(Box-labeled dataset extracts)
- - -

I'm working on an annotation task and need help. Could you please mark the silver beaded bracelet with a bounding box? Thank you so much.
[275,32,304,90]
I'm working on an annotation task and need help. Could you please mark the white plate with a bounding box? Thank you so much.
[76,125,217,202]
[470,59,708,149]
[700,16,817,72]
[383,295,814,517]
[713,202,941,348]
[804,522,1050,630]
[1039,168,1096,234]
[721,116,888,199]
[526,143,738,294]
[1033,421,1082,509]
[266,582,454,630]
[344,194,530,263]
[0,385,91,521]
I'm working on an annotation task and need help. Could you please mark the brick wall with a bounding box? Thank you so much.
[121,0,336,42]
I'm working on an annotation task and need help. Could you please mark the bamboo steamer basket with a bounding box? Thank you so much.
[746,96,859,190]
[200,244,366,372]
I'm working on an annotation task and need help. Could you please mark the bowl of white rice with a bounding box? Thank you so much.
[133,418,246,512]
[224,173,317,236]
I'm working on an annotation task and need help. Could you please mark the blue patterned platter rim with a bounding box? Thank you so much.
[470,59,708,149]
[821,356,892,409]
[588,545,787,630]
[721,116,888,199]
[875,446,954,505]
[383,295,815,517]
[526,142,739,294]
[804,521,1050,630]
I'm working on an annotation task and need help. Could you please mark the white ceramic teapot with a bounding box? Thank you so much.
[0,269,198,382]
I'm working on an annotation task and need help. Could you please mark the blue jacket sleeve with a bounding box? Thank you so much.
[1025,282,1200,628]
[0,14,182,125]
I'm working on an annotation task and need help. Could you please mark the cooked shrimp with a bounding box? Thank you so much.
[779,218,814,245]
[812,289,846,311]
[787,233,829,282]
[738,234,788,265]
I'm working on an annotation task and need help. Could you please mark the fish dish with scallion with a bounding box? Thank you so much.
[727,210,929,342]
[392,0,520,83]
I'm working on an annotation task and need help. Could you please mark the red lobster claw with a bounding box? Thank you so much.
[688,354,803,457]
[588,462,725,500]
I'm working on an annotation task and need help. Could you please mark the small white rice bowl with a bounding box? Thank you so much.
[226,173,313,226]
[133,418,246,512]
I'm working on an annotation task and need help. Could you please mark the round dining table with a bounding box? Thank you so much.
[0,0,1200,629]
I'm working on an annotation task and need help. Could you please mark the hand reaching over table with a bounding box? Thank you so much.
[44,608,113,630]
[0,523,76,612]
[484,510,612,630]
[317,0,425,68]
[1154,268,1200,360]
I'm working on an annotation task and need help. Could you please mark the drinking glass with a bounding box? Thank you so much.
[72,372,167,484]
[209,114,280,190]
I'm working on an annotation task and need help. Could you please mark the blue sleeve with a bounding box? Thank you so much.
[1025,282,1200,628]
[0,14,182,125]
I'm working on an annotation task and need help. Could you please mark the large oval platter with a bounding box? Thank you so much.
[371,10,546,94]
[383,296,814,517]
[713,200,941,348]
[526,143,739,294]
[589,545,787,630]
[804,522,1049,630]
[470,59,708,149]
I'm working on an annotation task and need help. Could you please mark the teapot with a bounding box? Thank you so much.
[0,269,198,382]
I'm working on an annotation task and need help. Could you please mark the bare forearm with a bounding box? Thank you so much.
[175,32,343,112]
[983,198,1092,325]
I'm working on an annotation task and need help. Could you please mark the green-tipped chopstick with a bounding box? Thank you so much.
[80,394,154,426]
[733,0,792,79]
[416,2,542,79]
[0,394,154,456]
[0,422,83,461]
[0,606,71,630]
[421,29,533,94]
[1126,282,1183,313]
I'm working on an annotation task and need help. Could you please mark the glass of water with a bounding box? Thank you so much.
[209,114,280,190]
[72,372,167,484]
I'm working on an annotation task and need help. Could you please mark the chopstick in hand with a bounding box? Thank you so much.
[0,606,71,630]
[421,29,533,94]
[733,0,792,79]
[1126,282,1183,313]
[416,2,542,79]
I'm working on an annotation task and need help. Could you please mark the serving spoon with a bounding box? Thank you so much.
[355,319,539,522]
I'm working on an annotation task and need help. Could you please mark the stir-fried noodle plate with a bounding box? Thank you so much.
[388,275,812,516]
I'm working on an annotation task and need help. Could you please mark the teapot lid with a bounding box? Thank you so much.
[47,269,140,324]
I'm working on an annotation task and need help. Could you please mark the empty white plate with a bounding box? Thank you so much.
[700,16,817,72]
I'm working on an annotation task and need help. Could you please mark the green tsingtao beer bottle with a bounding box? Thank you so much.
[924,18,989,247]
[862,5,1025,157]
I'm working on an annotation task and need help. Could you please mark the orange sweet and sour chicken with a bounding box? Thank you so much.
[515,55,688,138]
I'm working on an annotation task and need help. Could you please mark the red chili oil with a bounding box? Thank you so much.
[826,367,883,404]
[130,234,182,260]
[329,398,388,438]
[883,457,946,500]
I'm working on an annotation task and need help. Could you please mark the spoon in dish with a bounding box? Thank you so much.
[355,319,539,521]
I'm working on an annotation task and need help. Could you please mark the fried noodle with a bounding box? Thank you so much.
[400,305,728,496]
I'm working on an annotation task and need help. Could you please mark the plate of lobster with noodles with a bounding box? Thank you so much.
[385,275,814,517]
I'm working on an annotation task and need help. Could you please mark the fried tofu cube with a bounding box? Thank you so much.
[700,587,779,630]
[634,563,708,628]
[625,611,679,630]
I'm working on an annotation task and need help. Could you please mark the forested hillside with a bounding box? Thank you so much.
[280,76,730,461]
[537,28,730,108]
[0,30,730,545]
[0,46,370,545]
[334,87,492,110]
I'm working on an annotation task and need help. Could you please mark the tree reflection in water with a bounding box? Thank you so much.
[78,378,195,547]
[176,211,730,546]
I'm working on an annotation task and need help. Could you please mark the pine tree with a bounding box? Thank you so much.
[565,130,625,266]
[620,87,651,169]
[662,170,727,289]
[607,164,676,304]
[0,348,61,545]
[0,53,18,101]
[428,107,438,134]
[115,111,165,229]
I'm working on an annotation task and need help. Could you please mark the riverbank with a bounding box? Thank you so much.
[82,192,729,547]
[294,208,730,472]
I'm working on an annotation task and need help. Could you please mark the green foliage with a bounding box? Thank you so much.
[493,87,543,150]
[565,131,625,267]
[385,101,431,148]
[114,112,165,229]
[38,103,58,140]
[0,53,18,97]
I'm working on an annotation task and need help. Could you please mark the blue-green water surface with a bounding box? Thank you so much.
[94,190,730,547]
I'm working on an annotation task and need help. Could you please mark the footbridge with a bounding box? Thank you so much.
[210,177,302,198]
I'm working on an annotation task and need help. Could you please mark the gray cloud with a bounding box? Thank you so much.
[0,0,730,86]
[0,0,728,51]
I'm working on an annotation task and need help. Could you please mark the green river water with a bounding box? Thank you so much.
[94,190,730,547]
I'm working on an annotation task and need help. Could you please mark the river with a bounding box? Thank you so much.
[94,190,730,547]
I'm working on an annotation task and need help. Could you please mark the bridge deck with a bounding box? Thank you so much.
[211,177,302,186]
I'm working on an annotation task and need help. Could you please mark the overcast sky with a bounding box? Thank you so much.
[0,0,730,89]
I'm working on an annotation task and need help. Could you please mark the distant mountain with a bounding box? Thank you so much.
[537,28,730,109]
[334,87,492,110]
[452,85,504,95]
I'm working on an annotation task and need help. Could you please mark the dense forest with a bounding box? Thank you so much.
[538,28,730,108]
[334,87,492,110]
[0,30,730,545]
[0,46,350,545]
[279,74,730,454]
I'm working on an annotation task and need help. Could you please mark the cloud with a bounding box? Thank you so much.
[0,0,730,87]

- - -

■ **Exercise directions**: Could you reproduce the listing above with "bounding box" substituted by "tight rectangle" everywhere it occurs, leaving every other line and word unchanged?

■ **Solved exercise**:
I'm working on an annotation task and need help. Could you please mark the silver beaded bracelet with a tight rectangle? Thank you so much.
[275,32,304,90]
I'm working on an annotation task and need help. Could you please mark the white plate with a tight rectangle? Thank you so much.
[76,125,217,202]
[470,59,708,149]
[700,16,817,72]
[383,295,814,517]
[713,202,941,348]
[804,522,1050,630]
[1039,168,1096,234]
[721,116,888,199]
[526,143,738,294]
[1033,421,1082,509]
[266,582,454,630]
[344,194,530,263]
[0,385,91,521]
I'm working on an annotation task and need help. Could you please mark the brick wall with a tight rectangle? Thank you so much.
[121,0,336,42]
I'm working on an annotation task and need help. Could you please mark the bamboo steamer basket with a tight rectangle? Thank you so much.
[746,96,859,190]
[200,244,366,372]
I'm working on an annotation task and need help. Could you please mark the bowl of white rice with a tight rectangle? Thank you so much.
[133,418,246,512]
[224,173,317,236]
I'm working on an annotation task and need help. Could you please mark the blue patterned platter rim with a tight rectangle? Thank you so much.
[470,59,708,149]
[821,356,892,409]
[588,545,787,630]
[721,116,888,199]
[875,446,954,505]
[383,295,815,517]
[526,142,739,294]
[804,521,1050,630]
I'm working on an annotation task and need help. Could you please mark the white ceramic teapot with a tight rectangle? Thank you so much.
[0,269,198,382]
I'm working on an annotation task and need help. Could you please mark the blue jacket sleeve with a tight rectangle? Thank you so much.
[1025,282,1200,628]
[0,14,182,125]
I'm working on an annotation task and need help. Could you please mark the cooked shrimp with a tight rectangle? Thank you so much.
[779,218,814,245]
[812,289,846,311]
[787,233,829,282]
[738,234,788,265]
I'm working on an annotation task and need help. Could you please mark the fish dish with scallion with a tight rectangle? Thank you so much.
[727,210,929,342]
[392,0,520,83]
I'm working on an annotation task and need help. Could you please mark the red lobster claw with a tight rectangle? Thank you so much.
[688,354,803,457]
[588,462,725,500]
I'm working on an annotation task and need help. Could you please mark the small white rice bowl with a tight rectangle? Thank you so much.
[226,173,313,226]
[133,418,246,512]
I'm working on an annotation task and need help. Could you please mark the round dining table with a tight rectangle? Thank you so much.
[0,0,1200,629]
I'm working on an annotation task and need help. Could you please mark the hand reaching over table with a tight rectangle? Thank you so much.
[44,608,113,630]
[0,523,76,612]
[484,510,612,630]
[317,0,425,68]
[1154,268,1200,360]
I'm working on an annotation task and need help. Could you please mark the drinking glass with a tight rectangle? Thank you so much.
[72,372,167,484]
[209,114,280,190]
I'm working on an annotation task and need help. Could you please mark the blue sleeve with a tight rectangle? Thank you so much.
[1025,282,1200,628]
[0,14,182,125]
I'm working on an annotation task and need help. Could you please mark the large oval platter with a tight rectangle? Thank you so much.
[371,10,546,94]
[383,296,814,517]
[713,200,941,348]
[526,143,739,294]
[589,545,787,630]
[804,522,1049,630]
[470,59,708,149]
I'm working on an annotation task and need help. Could you please mark the teapot with a tight rectangle? Thank you so much.
[0,269,198,382]
I'm working on an annotation task and need help. Could you please mark the bare forearm with a tight rectangle? Thank you so much.
[175,32,343,112]
[983,198,1092,325]
I'm working on an annotation task and need help. Could you please mark the green-tipped chopstick with a tight rectangle? Thank you so much.
[80,394,154,426]
[733,0,792,79]
[416,2,542,79]
[0,394,154,456]
[0,422,83,461]
[0,606,71,630]
[421,29,533,94]
[1126,282,1183,313]
I'm working on an annotation task and need help. Could you please mark the glass of water with a tight rectangle? Thank you so much.
[209,114,280,190]
[72,372,167,484]
I'm working on an annotation task and need help. Could you please mark the chopstick in hand with a tight rectangle? Thank you so much.
[0,606,71,630]
[421,29,533,94]
[733,0,792,79]
[1126,282,1183,313]
[416,2,542,79]
I'm working on an annotation task and need help. Could you please mark the serving spoon with a tight rectangle? Thank you so much.
[355,319,539,522]
I'm working on an annotation task and need help. Could you please mark the stir-fried noodle plate with a tight rectangle? Thank you so much.
[388,275,812,516]
I'm working on an annotation task and need help. Could you please mark the teapot lid with a tight rectangle? Thank you so much.
[47,269,140,324]
I'm working on an annotation task and need help. Could you please mark the empty white plate with a tight rectangle? Thank you so much.
[700,16,817,72]
I'm working on an annotation task and need help. Could you please mark the green tsingtao beer bottle with a tight rectangle? Thank you so much.
[924,18,989,247]
[862,5,1025,157]
I'm working on an annotation task and need help. Could you please mark the orange sweet and sour chicken with a tight rectangle? Thank you so much.
[515,55,688,138]
I'm working on an annotation task and need help. Could you please mark the red chili oil with a tight rectangle? Thank you so much.
[826,367,883,404]
[130,234,182,260]
[329,398,388,438]
[883,457,946,500]
I'm working on an annotation task and need help. Could you please mark the spoon in dish with a tight rectangle? Thank you so much.
[355,319,539,521]
I'm working on an annotation task and need help. Could you please mark the fried noodle with a tight rectangle? Thank you so much.
[400,305,728,496]
I'm working on an annotation task and need help. Could you please mark the plate of lobster with noodles with a tight rectangle? Thank you so much.
[385,275,814,517]
I'm working on an annotation task and need help. Could you please mark the fried tofu cube with a tight rectangle? Thank you so much.
[700,587,779,630]
[634,563,708,628]
[625,611,679,630]
I'm working on an annotation task and need help. Could you please mark the forested hillside with a tight rectangle? Thank you so much.
[280,76,730,461]
[537,28,730,108]
[0,30,730,545]
[0,46,370,545]
[334,87,492,110]
I'm working on an annotation task and need help. Could you please mark the tree reflection in water with a tight rectangle? Thank you so much.
[78,378,195,547]
[176,211,730,546]
I'm working on an annotation task and need help. Could you please mark the pine tree with a tight rectangle? Thank you so much.
[565,130,625,266]
[620,87,651,169]
[662,170,727,289]
[607,164,676,304]
[0,348,61,545]
[0,53,18,101]
[428,107,438,134]
[115,111,165,229]
I'm working on an annotation task and need help. Could you please mark the riverbank with a tight rectangle? Thank you so much.
[82,192,729,547]
[294,208,730,472]
I'm working on an annotation task and need help. Could you please mark the green foliage with a tight rectangle? Thank you so much.
[493,87,543,150]
[565,131,625,267]
[385,101,431,148]
[114,112,165,229]
[38,103,58,140]
[0,53,18,97]
I'm working on an annotation task and need help. Could you please mark the blue-green water surface with a tight rectangle? Thank you so much.
[94,190,730,547]
I'm working on an annotation task and need help. Could you please mark the footbridge with a tight rectangle? Thank you so much.
[210,177,302,198]
I'm working on an annotation task and need help. Could you please mark the gray cloud with a tight rectangle? Thank you so much.
[0,0,730,86]
[0,0,728,51]
I'm working on an annotation task and need help. Could you please mark the green river water with a tight rectangle? Thank you so much.
[94,190,730,547]
I'm working on an annotation task and need help. Could you please mark the river with a tight rectangle? Thank you so much.
[94,190,730,547]
I'm working on an annotation task and need help. Could you please mark the bridge deck with a tight rectangle? Thank you so much.
[211,177,302,186]
I'm working on an annotation task and need help. Could you please mark the overcast sky with a tight rectangle? Thank you so much.
[0,0,730,89]
I'm working on an annotation task and need help. Could you please mark the distant mountain with a tight rectangle? Thank you so much.
[537,28,730,109]
[334,87,492,110]
[452,85,504,95]
I'm working on an annotation task and need help. Could you please mark the dense forest with a tight rectangle? Thank you so much.
[538,28,730,108]
[334,87,492,110]
[0,30,730,545]
[0,46,350,545]
[279,74,730,454]
I'm working on an annotation task and need help. Could you please mark the cloud with a tight rectangle? Thank you so much.
[0,0,730,87]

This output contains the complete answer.